## Exercise brief
Return all of the lines below exactly as they are.

## Record excerpts

-----

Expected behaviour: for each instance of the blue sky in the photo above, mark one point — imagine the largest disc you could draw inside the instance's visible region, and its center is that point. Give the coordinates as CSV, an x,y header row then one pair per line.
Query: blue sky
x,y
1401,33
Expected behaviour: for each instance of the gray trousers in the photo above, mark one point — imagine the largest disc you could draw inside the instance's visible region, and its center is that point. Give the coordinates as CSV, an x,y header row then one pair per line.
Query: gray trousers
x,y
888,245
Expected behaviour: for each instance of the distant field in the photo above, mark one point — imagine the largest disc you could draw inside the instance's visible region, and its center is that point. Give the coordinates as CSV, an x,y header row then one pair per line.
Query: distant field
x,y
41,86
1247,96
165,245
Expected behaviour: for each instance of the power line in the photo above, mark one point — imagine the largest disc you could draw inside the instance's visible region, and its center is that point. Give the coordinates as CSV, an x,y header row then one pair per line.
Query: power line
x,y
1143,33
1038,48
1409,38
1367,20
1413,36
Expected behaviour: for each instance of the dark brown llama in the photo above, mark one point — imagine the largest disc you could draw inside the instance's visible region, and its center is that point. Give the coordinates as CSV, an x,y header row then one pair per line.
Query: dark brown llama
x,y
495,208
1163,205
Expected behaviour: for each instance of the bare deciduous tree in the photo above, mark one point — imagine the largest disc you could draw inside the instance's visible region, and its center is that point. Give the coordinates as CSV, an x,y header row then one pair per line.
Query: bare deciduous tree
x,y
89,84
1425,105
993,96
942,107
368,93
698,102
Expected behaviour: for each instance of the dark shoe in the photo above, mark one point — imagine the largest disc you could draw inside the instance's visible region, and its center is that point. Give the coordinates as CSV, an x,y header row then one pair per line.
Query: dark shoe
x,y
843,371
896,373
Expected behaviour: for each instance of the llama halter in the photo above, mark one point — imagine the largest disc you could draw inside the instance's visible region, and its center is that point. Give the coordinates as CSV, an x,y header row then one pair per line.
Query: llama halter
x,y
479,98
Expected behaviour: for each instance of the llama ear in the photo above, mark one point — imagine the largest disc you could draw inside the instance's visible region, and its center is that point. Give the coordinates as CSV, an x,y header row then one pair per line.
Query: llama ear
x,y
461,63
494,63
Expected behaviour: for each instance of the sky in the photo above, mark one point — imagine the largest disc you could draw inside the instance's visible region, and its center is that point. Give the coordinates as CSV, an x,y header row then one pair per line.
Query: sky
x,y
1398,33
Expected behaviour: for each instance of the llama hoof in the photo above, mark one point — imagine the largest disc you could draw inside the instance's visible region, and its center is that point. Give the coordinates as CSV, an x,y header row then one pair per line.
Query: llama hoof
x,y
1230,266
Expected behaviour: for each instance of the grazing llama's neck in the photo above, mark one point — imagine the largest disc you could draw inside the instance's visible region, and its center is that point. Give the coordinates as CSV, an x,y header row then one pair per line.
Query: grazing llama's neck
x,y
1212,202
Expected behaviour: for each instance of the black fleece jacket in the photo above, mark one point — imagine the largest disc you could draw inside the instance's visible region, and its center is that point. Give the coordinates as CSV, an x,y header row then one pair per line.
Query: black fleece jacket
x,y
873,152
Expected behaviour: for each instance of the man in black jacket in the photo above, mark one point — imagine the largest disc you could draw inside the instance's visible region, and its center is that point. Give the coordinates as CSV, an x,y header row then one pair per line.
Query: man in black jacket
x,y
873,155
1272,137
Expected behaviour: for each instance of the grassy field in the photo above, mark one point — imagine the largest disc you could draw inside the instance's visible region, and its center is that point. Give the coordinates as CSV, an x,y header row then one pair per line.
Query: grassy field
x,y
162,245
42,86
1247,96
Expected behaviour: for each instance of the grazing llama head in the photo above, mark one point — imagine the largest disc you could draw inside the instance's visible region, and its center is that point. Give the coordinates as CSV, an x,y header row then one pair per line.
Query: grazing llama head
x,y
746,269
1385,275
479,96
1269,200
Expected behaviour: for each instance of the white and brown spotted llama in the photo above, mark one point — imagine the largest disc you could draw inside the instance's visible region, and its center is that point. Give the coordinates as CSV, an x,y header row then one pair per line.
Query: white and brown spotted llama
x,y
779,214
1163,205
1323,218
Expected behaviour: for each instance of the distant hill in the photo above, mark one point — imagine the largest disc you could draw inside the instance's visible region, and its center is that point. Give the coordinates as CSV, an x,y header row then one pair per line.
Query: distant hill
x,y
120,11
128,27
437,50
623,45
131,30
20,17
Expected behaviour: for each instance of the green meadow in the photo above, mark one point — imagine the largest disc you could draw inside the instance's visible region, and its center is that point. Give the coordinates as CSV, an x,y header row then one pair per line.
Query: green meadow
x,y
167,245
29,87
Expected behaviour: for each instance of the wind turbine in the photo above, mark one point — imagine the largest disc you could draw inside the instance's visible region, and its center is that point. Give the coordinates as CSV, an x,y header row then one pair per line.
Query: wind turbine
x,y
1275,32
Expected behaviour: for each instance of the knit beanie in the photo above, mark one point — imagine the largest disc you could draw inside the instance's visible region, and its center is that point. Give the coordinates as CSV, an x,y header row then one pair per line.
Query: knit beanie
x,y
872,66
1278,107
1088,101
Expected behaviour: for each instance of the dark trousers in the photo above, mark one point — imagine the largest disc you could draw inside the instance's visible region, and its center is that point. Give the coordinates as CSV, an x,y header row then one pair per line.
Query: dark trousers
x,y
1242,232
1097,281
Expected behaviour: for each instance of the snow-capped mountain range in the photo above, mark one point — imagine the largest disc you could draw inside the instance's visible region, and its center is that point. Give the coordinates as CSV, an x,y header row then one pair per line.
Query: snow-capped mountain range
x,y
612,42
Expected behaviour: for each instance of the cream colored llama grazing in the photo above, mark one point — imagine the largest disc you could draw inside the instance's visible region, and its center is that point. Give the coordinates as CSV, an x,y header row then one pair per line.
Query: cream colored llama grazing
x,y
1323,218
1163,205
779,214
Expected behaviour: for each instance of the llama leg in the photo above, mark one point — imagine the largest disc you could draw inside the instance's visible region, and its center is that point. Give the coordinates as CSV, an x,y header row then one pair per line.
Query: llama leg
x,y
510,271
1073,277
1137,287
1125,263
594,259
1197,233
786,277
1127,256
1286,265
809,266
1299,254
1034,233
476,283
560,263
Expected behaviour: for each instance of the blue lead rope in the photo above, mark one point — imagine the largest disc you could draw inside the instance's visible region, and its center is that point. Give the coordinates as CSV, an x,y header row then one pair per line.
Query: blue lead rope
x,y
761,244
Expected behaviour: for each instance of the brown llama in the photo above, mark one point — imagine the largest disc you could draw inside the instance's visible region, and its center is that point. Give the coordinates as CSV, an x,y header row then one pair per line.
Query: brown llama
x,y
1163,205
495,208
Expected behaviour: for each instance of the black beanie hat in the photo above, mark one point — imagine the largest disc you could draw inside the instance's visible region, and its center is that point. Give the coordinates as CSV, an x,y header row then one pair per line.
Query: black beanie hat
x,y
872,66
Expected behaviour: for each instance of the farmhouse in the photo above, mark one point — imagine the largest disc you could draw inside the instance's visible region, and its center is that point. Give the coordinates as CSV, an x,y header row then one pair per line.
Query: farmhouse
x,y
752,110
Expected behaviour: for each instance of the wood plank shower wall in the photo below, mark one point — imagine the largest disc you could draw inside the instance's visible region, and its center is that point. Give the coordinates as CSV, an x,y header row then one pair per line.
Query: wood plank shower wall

-----

## Task result
Expected behaviour: for each instance of the blue sky in the photo above, mark one point — imagine the largest disc you could draw inside the instance's visible region, and its center is that point. Give the coordinates as CSV, an x,y header row then one pair per line.
Query: blue sky
x,y
1401,33
Expected behaviour: for each instance of the gray trousers in the photo above, mark one point — imagine the largest disc you could draw inside the instance's visible region, and its center is that point. Give the coordinates as CSV, an x,y header row then one pair per line.
Query: gray trousers
x,y
888,245
Expected behaviour: for each instance of the distant field in the photo above, mark one point — imagine the largest disc you could draw inside the instance's visible region, and its center is that point. Give the coordinates as CSV, an x,y header row then one pair per line.
Query: distant field
x,y
41,86
1247,96
165,245
Expected behaviour: for each instance of the power line in the photo above, mark one point — imagine the largest disc you could draw inside the instance's visible region, and its center is that point. Give the coordinates as CSV, an x,y header row then one pair per line.
Query: power line
x,y
1143,33
1038,48
1409,38
1367,20
1413,36
Expected behaviour: for each instance of the dark brown llama in the photo above, mark one point — imagine the largest disc you could draw inside the instance's visible region, and its center is that point. Give the coordinates as CSV, an x,y header row then one pair per line.
Query: dark brown llama
x,y
495,208
1163,205
Expected behaviour: for each instance of the bare deciduous tree in the photo above, mark one point — imagine the largest disc you could draw inside the instance's visible region, and its center is that point. Give the coordinates as CSV, an x,y header row then one pair per line.
Query: bare deciduous tree
x,y
89,84
1425,105
993,96
942,107
368,93
698,102
Expected behaviour: for each instance of the dark shoe in the photo above, mark one point — imagine the largest disc you could draw inside the instance's visible region, and its center is that point. Give the coordinates as CSV, an x,y header row then one pair per line.
Query: dark shoe
x,y
843,371
896,373
Expected behaviour: for each instance of the llama halter in the photo above, mark one point — imagine the largest disc you could draw inside the instance's visible region, and its center is that point. Give the coordinates as CSV, an x,y header row then one pair per line.
Query: llama halter
x,y
479,98
Expected behaviour: for each instance of the llama ear in the photo above, mark one point — imagine the largest disc you could draw inside the instance's visible region, and its center is that point. Give the coordinates as CSV, an x,y header row then one pair per line.
Query: llama ear
x,y
461,63
494,63
Expected behaviour: for each instance of the sky in the photo above, mark one point — imagine the largest disc you could draw inside the instance's visible region, and its center is that point. Give the coordinates as CSV, an x,y header row then one pair per line.
Query: sky
x,y
1398,33
Expected behaviour: for each instance of the llama hoof in the photo above, mark one point — imagine the largest disc you could draw inside the instance's visible region, and its center is that point. Give the coordinates as CSV, an x,y header row then one pair per line.
Query: llama hoof
x,y
1230,266
Expected behaviour: for each instance of the grazing llama's neck in the photo above, mark one point — imagine the largest disc you could draw inside the instance's visible region, and its center is that point. Give the coordinates as CSV, an x,y header row then one pair per line.
Query: grazing llama's neck
x,y
1212,202
Expected behaviour: for each instance of the black fleece jacket in the photo above, mark one point — imagine the largest disc you could draw inside the instance's visible region, and its center is that point. Give the coordinates as CSV, an x,y header row then one pair per line.
Query: black fleece jacket
x,y
873,152
Expected behaviour: for each instance of the man in black jacket in the photo above, mark one point — imagine the largest disc you could draw inside the instance's visible region, and its center is that point. Give the coordinates as CSV, an x,y header row then one pair per line.
Query: man in black jacket
x,y
873,155
1272,137
Expected behaviour: for each instance of the grassy field in the photo above, mark one point — imagine the largest disc you could draw inside the instance's visible region, and its center is that point. Give the coordinates as CSV, an x,y header row then one pair per line.
Query: grassy field
x,y
162,245
42,86
1247,96
Expected behaviour: for each instance of the grazing llama head in the photo above, mark one point — imagine the largest disc you could draw inside the instance's visible region, and its center is that point. Give the coordinates as CSV, an x,y header row then one pair per line.
Query: grazing llama head
x,y
746,269
1385,275
479,96
1269,200
Expected behaviour: for each instance of the white and brown spotted llama in the photo above, mark one point — imagine the largest disc you could draw inside the instance's visible region, and its center is that point. Give the coordinates as CSV, an x,y header row then one pair per line.
Query: white and brown spotted llama
x,y
779,214
1163,205
1323,218
Expected behaviour: for each instance of the distant hill in the photo above, mark one point — imagine the largest disc you could draw inside the instance's visible region, and its center is that point. Give the coordinates as CSV, an x,y header row then one pair per line.
Query: distant hill
x,y
120,11
128,27
437,50
623,45
131,30
20,17
Expected behaviour: for each instance of the green meadow in the photo above, mark one point — imagine the largest disc you could draw inside the instance's visible region, and its center is that point. Give the coordinates as CSV, an x,y header row then one pair per line.
Query: green meadow
x,y
167,245
29,87
Expected behaviour: for each instance of the wind turbine in the photo above, mark one point — imagine the largest disc you could draw inside the instance's visible region, and its center is that point. Give the coordinates as CSV, an x,y header row then one pair per line.
Query: wind turbine
x,y
1275,32
Expected behaviour: for each instance of the knit beanie in the photo above, mark one point — imagine the largest disc you could draw inside the instance's visible region, and its center is that point. Give the coordinates as CSV, an x,y header row then one pair per line.
Query: knit beanie
x,y
872,66
1278,107
1088,101
Expected behaviour: for each instance of the dark trousers in the photo above, mark one point — imagine the largest disc you could draw inside the instance's visible region, and its center is that point. Give the coordinates as CSV, an x,y header row then one pair per line.
Query: dark trousers
x,y
1242,232
1097,281
Expected behaviour: for each instance of the snow-capped mountain range in the photo above, mark one point — imagine the largest disc you could draw inside the instance's visible region, and its center is that point. Give the coordinates as CSV, an x,y header row then one pair per line.
Query: snow-capped mountain range
x,y
612,42
Expected behaviour: for each instance of the cream colored llama grazing in the photo above, mark one point — imagine the largest disc you could draw inside the instance's visible region, and its center is that point. Give the coordinates as CSV, an x,y header row then one pair per line.
Query: cream colored llama grazing
x,y
1323,218
1163,205
779,214
Expected behaviour: for each instance of the llama leg in the photo above, mark one point — imagine the largest disc you could draw inside the instance's visible region, and its center is that point. Give the coordinates as CSV, an x,y header row then one pair per line.
Query: llama leg
x,y
510,271
1073,277
1137,287
1125,263
594,259
1197,233
786,277
1127,256
1286,265
809,266
1299,254
1034,233
476,283
560,263
Expected behaviour: for each instance of the blue lead rope in the photo above, mark one point — imagine the largest disc you could draw inside the instance's visible region, and its center is that point. Give the coordinates as CSV, an x,y header row then one pair per line.
Query: blue lead rope
x,y
761,244
Expected behaviour: for each instance of the brown llama in the photo above, mark one point — imagine the largest disc you could draw inside the instance's visible region, and its center is that point. Give the coordinates as CSV, an x,y header row then one pair per line.
Query: brown llama
x,y
1163,205
495,208
Expected behaviour: for each instance of the black beanie hat in the photo above, mark one point — imagine the largest disc you could draw inside the instance's visible region, and its center is that point. Give the coordinates as CSV, an x,y header row then one pair per line.
Query: black beanie hat
x,y
872,66
Expected behaviour: for each instance of the farmhouse in the photo above, mark one point — imagine the largest disc you could draw inside the instance's visible region, and its center is that point. Give the coordinates as CSV, an x,y header row then one pair per line.
Query: farmhouse
x,y
752,110
Expected behaviour: for each instance of the wood plank shower wall in the photo below, mark one point — imagine the largest disc you could draw inside the instance's visible region, and its center is that point. Give the coordinates as CSV, an x,y header row then one pair per line.
Query: wood plank shower wall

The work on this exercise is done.